WHAT NEEDS TO BE DONE: Exactly as written, transcribe each record below.

-------- DATASET EXCERPTS --------

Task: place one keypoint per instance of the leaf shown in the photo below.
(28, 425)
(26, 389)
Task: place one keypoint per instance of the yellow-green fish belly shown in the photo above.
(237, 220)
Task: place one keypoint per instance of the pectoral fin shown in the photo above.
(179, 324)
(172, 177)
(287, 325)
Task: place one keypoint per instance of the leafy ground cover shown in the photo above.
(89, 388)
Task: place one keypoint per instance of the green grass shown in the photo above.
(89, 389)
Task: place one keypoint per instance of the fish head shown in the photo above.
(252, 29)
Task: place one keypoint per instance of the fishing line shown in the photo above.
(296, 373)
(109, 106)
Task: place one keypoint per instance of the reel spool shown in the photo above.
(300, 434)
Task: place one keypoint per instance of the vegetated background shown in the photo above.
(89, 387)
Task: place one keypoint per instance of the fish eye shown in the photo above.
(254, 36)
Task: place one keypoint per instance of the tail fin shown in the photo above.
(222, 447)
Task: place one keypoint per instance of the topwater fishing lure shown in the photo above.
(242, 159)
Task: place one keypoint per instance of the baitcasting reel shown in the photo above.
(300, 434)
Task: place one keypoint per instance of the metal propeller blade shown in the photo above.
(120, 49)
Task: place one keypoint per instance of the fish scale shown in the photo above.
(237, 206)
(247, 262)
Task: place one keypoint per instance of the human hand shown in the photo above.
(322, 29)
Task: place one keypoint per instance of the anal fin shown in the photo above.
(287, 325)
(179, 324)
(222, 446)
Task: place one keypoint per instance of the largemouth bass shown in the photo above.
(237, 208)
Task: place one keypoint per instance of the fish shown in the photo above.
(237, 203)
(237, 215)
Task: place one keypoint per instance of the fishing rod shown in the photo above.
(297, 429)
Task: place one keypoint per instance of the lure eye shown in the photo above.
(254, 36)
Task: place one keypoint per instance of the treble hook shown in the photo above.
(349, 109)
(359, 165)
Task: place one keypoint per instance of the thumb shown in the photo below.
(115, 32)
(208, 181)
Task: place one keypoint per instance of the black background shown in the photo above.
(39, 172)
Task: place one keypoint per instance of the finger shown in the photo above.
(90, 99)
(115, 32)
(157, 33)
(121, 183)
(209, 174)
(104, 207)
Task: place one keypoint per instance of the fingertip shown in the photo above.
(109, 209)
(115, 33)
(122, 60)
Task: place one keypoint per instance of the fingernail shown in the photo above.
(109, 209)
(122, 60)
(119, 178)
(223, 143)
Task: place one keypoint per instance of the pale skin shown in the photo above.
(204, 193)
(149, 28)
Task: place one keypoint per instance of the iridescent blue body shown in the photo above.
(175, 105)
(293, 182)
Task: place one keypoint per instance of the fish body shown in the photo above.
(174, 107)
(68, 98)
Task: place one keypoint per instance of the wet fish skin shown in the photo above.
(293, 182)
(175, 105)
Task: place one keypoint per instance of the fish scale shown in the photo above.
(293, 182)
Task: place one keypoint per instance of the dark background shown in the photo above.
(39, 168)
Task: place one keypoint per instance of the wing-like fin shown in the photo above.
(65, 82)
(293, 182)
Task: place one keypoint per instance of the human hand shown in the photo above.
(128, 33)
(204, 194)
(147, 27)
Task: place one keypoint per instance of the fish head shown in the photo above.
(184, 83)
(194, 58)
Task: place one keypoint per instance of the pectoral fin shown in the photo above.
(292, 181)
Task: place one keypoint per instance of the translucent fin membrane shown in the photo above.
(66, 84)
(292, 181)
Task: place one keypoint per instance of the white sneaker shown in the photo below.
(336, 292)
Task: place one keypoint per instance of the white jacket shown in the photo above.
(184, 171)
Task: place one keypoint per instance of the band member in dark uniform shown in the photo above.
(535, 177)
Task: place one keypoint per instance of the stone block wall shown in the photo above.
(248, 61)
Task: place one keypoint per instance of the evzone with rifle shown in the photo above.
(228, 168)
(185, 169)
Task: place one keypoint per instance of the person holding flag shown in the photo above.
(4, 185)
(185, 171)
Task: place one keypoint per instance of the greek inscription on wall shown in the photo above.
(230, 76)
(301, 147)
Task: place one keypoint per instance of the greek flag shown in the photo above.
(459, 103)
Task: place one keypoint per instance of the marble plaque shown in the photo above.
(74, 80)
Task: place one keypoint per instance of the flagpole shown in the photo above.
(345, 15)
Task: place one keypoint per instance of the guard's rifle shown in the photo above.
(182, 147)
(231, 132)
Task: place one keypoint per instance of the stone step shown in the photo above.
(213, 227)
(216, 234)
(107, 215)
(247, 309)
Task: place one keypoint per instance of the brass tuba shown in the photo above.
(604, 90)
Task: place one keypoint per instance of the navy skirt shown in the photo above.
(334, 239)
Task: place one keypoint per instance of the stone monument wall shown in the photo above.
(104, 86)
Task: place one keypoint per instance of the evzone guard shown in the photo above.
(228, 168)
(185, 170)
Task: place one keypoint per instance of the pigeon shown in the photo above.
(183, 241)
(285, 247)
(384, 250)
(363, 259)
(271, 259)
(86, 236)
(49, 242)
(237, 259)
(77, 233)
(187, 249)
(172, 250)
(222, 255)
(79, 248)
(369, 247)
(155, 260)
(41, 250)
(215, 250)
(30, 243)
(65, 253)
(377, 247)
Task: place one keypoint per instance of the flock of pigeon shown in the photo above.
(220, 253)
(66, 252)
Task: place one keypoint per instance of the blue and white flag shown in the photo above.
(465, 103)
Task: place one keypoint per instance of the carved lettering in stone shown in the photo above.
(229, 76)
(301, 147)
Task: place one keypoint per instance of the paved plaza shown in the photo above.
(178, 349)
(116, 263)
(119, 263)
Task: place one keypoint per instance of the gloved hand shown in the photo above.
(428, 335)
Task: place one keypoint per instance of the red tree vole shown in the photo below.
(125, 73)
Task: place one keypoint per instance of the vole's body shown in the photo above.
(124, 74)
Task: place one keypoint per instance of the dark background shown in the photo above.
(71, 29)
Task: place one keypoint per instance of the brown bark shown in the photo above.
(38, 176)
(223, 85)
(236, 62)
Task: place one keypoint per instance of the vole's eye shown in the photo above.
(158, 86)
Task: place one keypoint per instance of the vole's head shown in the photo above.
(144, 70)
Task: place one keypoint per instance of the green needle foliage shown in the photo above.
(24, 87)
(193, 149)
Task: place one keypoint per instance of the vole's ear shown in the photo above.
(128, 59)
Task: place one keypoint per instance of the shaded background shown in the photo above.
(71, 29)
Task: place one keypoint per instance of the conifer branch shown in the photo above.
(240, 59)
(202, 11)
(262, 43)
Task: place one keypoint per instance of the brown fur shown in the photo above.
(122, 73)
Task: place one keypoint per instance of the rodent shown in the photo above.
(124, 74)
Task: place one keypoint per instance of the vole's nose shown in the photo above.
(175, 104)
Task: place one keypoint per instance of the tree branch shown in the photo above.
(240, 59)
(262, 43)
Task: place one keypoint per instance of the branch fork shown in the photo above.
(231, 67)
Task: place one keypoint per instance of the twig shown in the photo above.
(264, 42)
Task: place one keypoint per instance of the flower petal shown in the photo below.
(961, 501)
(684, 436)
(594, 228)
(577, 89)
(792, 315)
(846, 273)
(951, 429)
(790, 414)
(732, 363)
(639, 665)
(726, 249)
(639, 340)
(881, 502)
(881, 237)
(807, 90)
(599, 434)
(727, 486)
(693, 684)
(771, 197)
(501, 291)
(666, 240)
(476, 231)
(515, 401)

--------

PROBLEM SOLUTION:
Task: place one keypoint per instance of the leaf shown in the photo below.
(28, 425)
(26, 389)
Task: place one keypoint per instance of the yellow-green fish belly shown in the photo above.
(237, 220)
Task: place one keypoint per instance of the pectoral fin shown in the photo above.
(179, 324)
(172, 177)
(287, 325)
Task: place one keypoint per instance of the leafy ground cover shown in the photo above.
(89, 388)
Task: place one keypoint per instance of the green grass shown in the photo above.
(89, 389)
Task: place one keypoint per instance of the fish head shown in the photo above.
(252, 29)
Task: place one keypoint per instance of the fishing line shown in the photo above.
(296, 373)
(109, 106)
Task: place one keypoint per instance of the reel spool shown in the photo above.
(300, 434)
Task: place one keypoint per instance of the vegetated background shown in the photo above.
(89, 387)
Task: place one keypoint per instance of the fish eye shown in the photo above.
(254, 36)
Task: place one keypoint per instance of the tail fin shown in the photo above.
(222, 447)
Task: place one keypoint per instance of the topwater fishing lure shown in the photo above.
(242, 159)
Task: place one keypoint per instance of the baitcasting reel shown in the photo above.
(300, 434)
Task: place one keypoint per instance of the metal propeller blade shown in the photo above.
(120, 49)
Task: place one keypoint per instance of the fish scale shown in the photo above.
(237, 206)
(247, 262)
Task: place one keypoint per instance of the human hand shown in the photo above.
(322, 29)
Task: place one keypoint per instance of the anal fin shown in the photo above.
(287, 325)
(179, 324)
(222, 446)
Task: place one keypoint per instance of the largemouth bass shown in the photo above.
(237, 208)
Task: place one keypoint per instance of the fish shown in the photo above.
(237, 203)
(237, 215)
Task: place one keypoint per instance of the fishing rod shown in the photo above.
(297, 429)
Task: place one keypoint per instance of the lure eye shown in the photo above.
(254, 36)
Task: place one keypoint per instance of the treble hook shown in the photo above.
(349, 109)
(359, 165)
Task: place one keypoint per instance of the thumb shown in the photo below.
(115, 32)
(208, 181)
Task: place one keypoint per instance of the black background shown in the photo above.
(39, 172)
Task: place one keypoint per instance of the finger shown in the photo above.
(90, 99)
(115, 32)
(157, 33)
(121, 183)
(209, 174)
(104, 207)
Task: place one keypoint per instance of the fingertip shown in the photo above.
(109, 209)
(115, 33)
(122, 60)
Task: place one keypoint per instance of the fingernail shown in the photo above.
(109, 209)
(122, 60)
(119, 178)
(223, 143)
Task: place one keypoint per instance of the pale skin shown in the photo above.
(204, 193)
(149, 28)
Task: place one keypoint per instance of the iridescent blue body shown in the photo above.
(175, 105)
(293, 182)
Task: place one keypoint per instance of the fish body shown in the photo above.
(174, 107)
(68, 98)
Task: place one keypoint per instance of the wet fish skin shown in the photo above.
(293, 182)
(175, 105)
Task: place one keypoint per instance of the fish scale shown in the photo above.
(293, 182)
Task: place one keypoint per instance of the dark background shown in the photo above.
(39, 168)
Task: place one keypoint per instance of the wing-like fin shown in the photo above.
(65, 82)
(293, 182)
Task: place one keypoint per instance of the human hand shown in the photo above.
(128, 33)
(204, 194)
(147, 27)
Task: place one keypoint per instance of the fish head shown in the photo above.
(184, 83)
(194, 58)
Task: place one keypoint per instance of the pectoral fin shown in the photo above.
(292, 181)
Task: place one keypoint per instance of the translucent fin membrane shown in the photo above.
(66, 84)
(292, 181)
Task: place one keypoint per instance of the white sneaker shown in the photo below.
(336, 292)
Task: place one keypoint per instance of the white jacket shown in the photo above.
(184, 171)
Task: place one keypoint per instance of the band member in dark uniform shown in the photo above.
(535, 177)
Task: place one keypoint per instance of the stone block wall shown in the photo above.
(248, 61)
Task: place one keypoint per instance of the evzone with rifle shown in the photo above.
(228, 168)
(185, 169)
Task: place one keypoint per instance of the person holding flag shown in the photo above.
(4, 185)
(185, 171)
Task: place one keypoint per instance of the greek inscription on wall shown in the photo above.
(230, 76)
(301, 147)
Task: place one keypoint per instance of the greek flag shown in the photo above.
(459, 103)
Task: place one keypoint per instance of the marble plaque shown in the photo above.
(74, 80)
Task: place one keypoint per instance of the flagpole shown in the photo above.
(345, 15)
Task: place one keypoint per instance of the guard's rifle shown in the photo above.
(182, 147)
(231, 132)
Task: place one keypoint per instance of the stone step shown in the photo above.
(213, 227)
(216, 234)
(107, 215)
(247, 309)
Task: place one keypoint per instance of the brass tuba shown in the photo above.
(604, 90)
Task: place one keypoint per instance of the navy skirt shown in the photo above.
(334, 239)
Task: place one keypoint per instance of the stone monument wall shown in the photo above.
(104, 86)
Task: place one keypoint per instance of the evzone guard shown in the photo above.
(228, 168)
(185, 170)
Task: place one keypoint per instance of the pigeon shown in the photo above.
(183, 241)
(285, 247)
(384, 250)
(363, 259)
(271, 259)
(86, 236)
(49, 242)
(237, 259)
(77, 233)
(187, 249)
(172, 250)
(222, 255)
(79, 248)
(369, 247)
(155, 260)
(41, 250)
(215, 250)
(30, 243)
(65, 253)
(377, 247)
Task: place one keypoint per instance of the flock of pigeon shown in the photo above.
(220, 253)
(66, 252)
Task: place one keypoint per instance of the blue and white flag shown in the photo above.
(465, 103)
Task: place one keypoint per instance of the carved lettering in stone shown in the photo above.
(229, 76)
(301, 147)
Task: place one keypoint per instance of the paved plaza shown in the photo above.
(178, 349)
(116, 263)
(119, 263)
Task: place one keypoint per instance of the gloved hand shown in the photo above.
(428, 335)
Task: place one keypoint per instance of the red tree vole shown in the photo below.
(125, 73)
Task: place one keypoint per instance of the vole's body shown in the photo above.
(124, 74)
Task: place one keypoint per instance of the dark background shown in the photo above.
(71, 29)
Task: place one keypoint per instance of the brown bark shown in the photo above.
(38, 176)
(223, 85)
(236, 62)
Task: place one keypoint per instance of the vole's eye shown in the photo above.
(158, 86)
Task: place one keypoint per instance of the vole's head shown in the photo above.
(144, 70)
Task: place one keypoint per instance of the green needle foliage shown in the photo above.
(24, 87)
(193, 149)
Task: place one keypoint per instance of the vole's ear shown in the photo above.
(128, 59)
Task: place one keypoint per instance of the shaded background shown in the photo above.
(71, 29)
Task: place one keypoint per instance of the conifer branch shown in the photo above.
(240, 59)
(202, 11)
(262, 43)
Task: place one keypoint per instance of the brown fur shown in the photo above.
(122, 73)
Task: place one keypoint per instance of the rodent shown in the photo above.
(124, 74)
Task: place one keypoint per instance of the vole's nose shown in the photo above.
(175, 104)
Task: place one keypoint per instance of the tree branch shown in the photo above.
(240, 59)
(262, 43)
Task: place one keypoint per instance of the branch fork shown in the photo above.
(231, 67)
Task: place one keypoint per instance of the twig shown in the photo above.
(264, 42)
Task: place one keypoint per instance of the flower petal shown in the photo below.
(961, 501)
(684, 436)
(594, 228)
(577, 89)
(792, 315)
(846, 273)
(951, 429)
(790, 414)
(732, 363)
(639, 665)
(726, 249)
(639, 340)
(881, 502)
(881, 237)
(807, 90)
(599, 434)
(727, 486)
(693, 684)
(771, 197)
(501, 291)
(666, 240)
(476, 231)
(515, 401)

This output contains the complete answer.